Lines of data
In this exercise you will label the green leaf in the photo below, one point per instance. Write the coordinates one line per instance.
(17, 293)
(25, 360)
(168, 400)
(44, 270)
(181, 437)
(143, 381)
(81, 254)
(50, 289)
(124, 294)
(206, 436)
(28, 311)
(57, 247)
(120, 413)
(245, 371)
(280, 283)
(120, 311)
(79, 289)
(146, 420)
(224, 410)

DIRECTIONS = The entries above should be repeated exactly, every one of them.

WRITTEN SOLUTION =
In this exercise you will label the green leaf in the photo below, one point per instance. Write the coordinates one line per instance.
(17, 293)
(25, 360)
(168, 400)
(44, 270)
(181, 437)
(143, 381)
(81, 254)
(50, 289)
(124, 294)
(206, 436)
(28, 311)
(57, 247)
(120, 413)
(245, 371)
(280, 283)
(120, 311)
(79, 289)
(146, 420)
(224, 410)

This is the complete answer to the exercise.